▸ Record list:
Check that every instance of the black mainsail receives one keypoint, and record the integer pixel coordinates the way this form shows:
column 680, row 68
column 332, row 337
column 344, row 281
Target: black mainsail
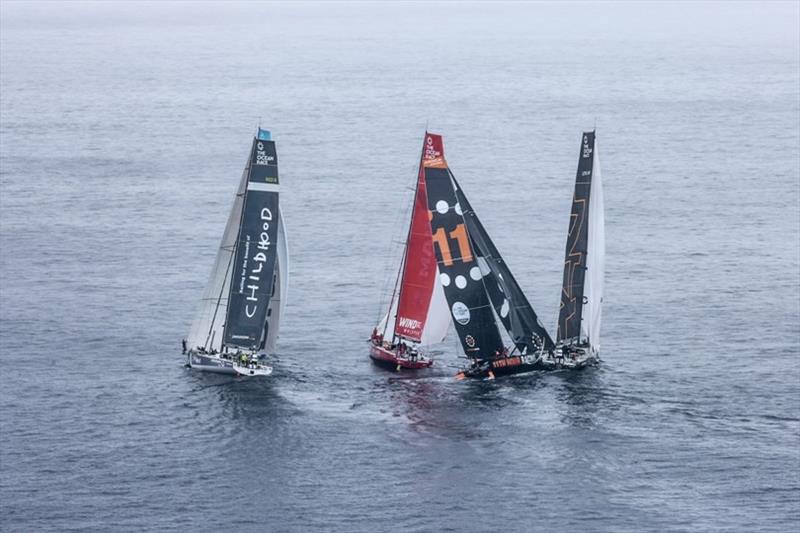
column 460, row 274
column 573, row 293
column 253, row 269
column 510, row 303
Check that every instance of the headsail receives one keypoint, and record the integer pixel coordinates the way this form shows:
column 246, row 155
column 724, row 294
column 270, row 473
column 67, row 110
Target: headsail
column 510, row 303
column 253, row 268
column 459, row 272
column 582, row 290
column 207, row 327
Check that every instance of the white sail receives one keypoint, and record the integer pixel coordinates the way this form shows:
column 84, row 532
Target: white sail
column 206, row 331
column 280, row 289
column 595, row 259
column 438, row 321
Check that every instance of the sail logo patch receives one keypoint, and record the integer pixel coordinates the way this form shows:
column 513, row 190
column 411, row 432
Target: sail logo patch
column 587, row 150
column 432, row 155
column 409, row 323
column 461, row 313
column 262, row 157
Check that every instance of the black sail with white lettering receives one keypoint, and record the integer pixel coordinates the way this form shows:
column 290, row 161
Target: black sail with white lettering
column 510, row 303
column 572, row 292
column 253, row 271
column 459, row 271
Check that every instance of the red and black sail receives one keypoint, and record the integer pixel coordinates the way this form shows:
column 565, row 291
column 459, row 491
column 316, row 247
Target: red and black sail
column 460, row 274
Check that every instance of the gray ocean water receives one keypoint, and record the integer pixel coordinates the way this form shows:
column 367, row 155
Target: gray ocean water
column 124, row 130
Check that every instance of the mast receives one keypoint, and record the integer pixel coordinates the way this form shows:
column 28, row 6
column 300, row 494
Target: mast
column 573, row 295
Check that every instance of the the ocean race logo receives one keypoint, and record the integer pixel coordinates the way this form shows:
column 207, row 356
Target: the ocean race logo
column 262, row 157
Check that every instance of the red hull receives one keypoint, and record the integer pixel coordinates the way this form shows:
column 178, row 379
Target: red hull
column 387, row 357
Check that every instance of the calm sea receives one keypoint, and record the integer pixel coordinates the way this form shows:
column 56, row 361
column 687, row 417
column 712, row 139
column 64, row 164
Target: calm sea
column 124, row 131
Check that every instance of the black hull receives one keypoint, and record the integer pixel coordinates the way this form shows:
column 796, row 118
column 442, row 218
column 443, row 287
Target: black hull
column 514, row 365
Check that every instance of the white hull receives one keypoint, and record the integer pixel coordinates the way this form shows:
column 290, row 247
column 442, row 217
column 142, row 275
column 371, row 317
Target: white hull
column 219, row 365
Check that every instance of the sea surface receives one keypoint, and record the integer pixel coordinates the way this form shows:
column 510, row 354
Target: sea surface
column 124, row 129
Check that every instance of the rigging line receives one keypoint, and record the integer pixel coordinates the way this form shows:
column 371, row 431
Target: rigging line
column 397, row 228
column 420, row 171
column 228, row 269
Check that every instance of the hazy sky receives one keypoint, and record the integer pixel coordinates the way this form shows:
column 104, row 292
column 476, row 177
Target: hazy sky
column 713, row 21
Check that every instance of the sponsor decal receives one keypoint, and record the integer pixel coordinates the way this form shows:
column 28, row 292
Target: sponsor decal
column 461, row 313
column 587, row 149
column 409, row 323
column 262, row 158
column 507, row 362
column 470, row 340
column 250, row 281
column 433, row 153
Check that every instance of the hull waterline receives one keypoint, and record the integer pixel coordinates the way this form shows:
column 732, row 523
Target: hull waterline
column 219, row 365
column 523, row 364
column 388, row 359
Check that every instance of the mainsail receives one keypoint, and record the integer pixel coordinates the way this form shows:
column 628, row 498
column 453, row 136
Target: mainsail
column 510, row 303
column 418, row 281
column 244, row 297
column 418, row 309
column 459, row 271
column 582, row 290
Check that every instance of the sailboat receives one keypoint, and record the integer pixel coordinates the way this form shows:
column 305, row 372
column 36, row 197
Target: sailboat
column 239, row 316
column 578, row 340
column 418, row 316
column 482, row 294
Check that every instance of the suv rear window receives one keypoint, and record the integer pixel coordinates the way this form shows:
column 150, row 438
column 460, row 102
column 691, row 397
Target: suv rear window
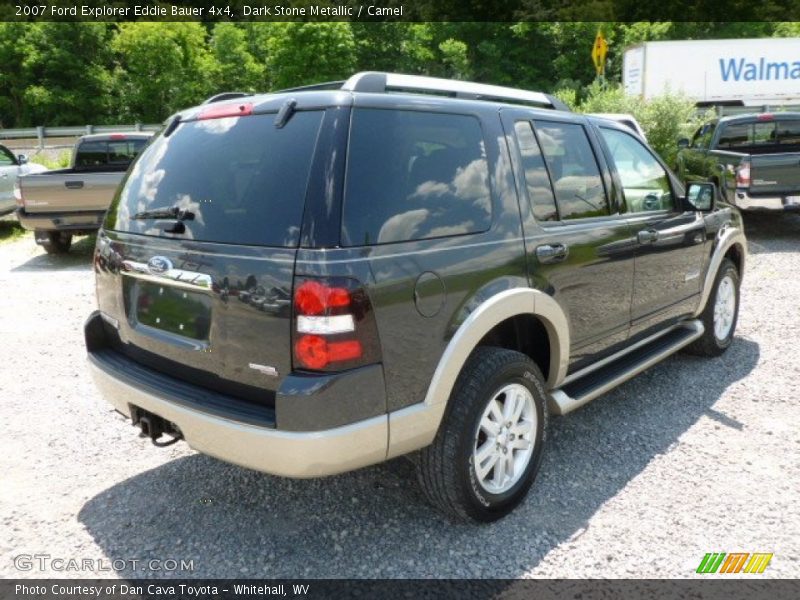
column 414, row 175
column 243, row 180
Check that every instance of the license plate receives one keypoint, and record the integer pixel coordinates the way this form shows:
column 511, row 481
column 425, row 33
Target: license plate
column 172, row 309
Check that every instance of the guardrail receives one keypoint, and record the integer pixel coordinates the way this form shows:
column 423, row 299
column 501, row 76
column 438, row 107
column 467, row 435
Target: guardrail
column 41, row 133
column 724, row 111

▸ Required work: Copy out all of the material above word for word, leaving out the pictures.

▸ Task solution:
Check that every instance of the black mainsail receives one keypoint, and record the integer pixel coordinates the way this form shows:
column 680, row 68
column 332, row 337
column 344, row 281
Target: black mainsail
column 460, row 274
column 573, row 293
column 253, row 269
column 510, row 303
Check that every instance of the headsail receives one keypoint, and record the integer pixel coordinates the way this form shows:
column 246, row 155
column 724, row 294
column 270, row 473
column 67, row 110
Target: headsail
column 510, row 303
column 253, row 268
column 459, row 272
column 582, row 290
column 207, row 327
Check that every instance of the white sail receives one keypoint, and record the integer pixel coordinates the way this form shows:
column 84, row 532
Target: white sail
column 206, row 331
column 280, row 289
column 595, row 259
column 438, row 321
Check that every instance of the sail logo patch receives one keypoint, and record the integer pixel coordinates the way this form shows:
column 513, row 190
column 411, row 432
Target: sail logo patch
column 587, row 150
column 432, row 155
column 409, row 323
column 461, row 313
column 262, row 157
Check that every instance of the black sail with white lettering receives one keypoint, and record the integer pixel coordinates the way this form shows:
column 290, row 161
Target: black sail with white lettering
column 510, row 303
column 572, row 292
column 253, row 271
column 459, row 271
Check that every instance of the red and black sail receives one keypoint, and record the integer pixel coordinates the way this form shows:
column 565, row 291
column 459, row 491
column 316, row 247
Target: red and black sail
column 460, row 274
Check that every instance of the gray ocean water receives one keypoint, and record the integer pixel coordinates the way this form shows:
column 367, row 155
Target: gray ocean water
column 124, row 130
Check that every instance of the mast receives one keypoint, and record the integer pixel coordinates the way this form shows:
column 28, row 6
column 300, row 494
Target: mast
column 573, row 295
Check that every instance of the the ocean race logo receives one keypoint, and record the integer pixel coordinates the way this form shows:
column 207, row 356
Target: the ocean race logo
column 262, row 157
Check that every instance of the red hull receives one keypoint, and record the integer pixel coordinates the way this form shows:
column 178, row 379
Target: red hull
column 387, row 357
Check that every instance of the calm sea receives one keypoint, and record the integer pixel coordinates the way this form shows:
column 56, row 361
column 687, row 417
column 712, row 139
column 64, row 164
Target: calm sea
column 124, row 131
Check that every instance of the black hull receives one keypoint, and record the integer pixel coordinates the way this form shows:
column 796, row 118
column 442, row 218
column 443, row 287
Target: black hull
column 514, row 365
Check that every instance of the white hull receives one keypoint, and record the integer pixel coordinates the way this form shows:
column 290, row 247
column 442, row 217
column 142, row 275
column 371, row 317
Target: white hull
column 219, row 365
Check that every instance of the sea surface receives one keypoint, and record the integer pixel coordinates the way this form shows:
column 510, row 354
Target: sea surface
column 124, row 129
Check that every instance of the rigging line receives one keypoint, and record the integer pixel coordinates the way this form shows:
column 371, row 431
Target: rigging line
column 397, row 228
column 420, row 171
column 228, row 269
Check that every instance of the hazy sky receives one keypoint, and record the integer pixel coordinates the way this form shows:
column 104, row 292
column 476, row 177
Target: hazy sky
column 713, row 21
Check that every instance of the sponsor decal receives one keypoint, and record the integer pixel coordinates the way this form shows:
column 28, row 292
Target: sponsor decal
column 461, row 313
column 587, row 149
column 409, row 323
column 262, row 158
column 507, row 362
column 470, row 340
column 250, row 281
column 433, row 153
Check that every instance of the hull waterline receives one keypoint, and record the integer pixel coordinates the way this form shows:
column 732, row 523
Target: hull waterline
column 219, row 365
column 523, row 364
column 388, row 359
Check that every instance of the mainsail receives one keypoint, and record the integer pixel coordinates the way this form shows:
column 628, row 498
column 453, row 136
Target: mainsail
column 510, row 303
column 418, row 281
column 244, row 297
column 418, row 309
column 459, row 271
column 582, row 290
Check that every instance of the sailboat receives one keypoint, and record the integer pixel coordinates the way this form shows:
column 305, row 372
column 36, row 197
Target: sailboat
column 239, row 316
column 578, row 340
column 418, row 316
column 482, row 294
Check that every instance of the suv rear window receives one keypoint, and record the integer pixel coordinates the way this form shows:
column 150, row 438
column 460, row 102
column 691, row 397
Target: suv rear window
column 414, row 175
column 243, row 180
Check that every instance of the license plate receives one keypoint, and record the integer pixel coordinates the way this form shows:
column 511, row 481
column 425, row 33
Target: license plate
column 172, row 309
Check that every instance of the guardrail receives one keypoint, and record the integer pixel coordinates the way this form shows:
column 423, row 299
column 501, row 76
column 438, row 107
column 467, row 435
Target: guardrail
column 41, row 133
column 724, row 111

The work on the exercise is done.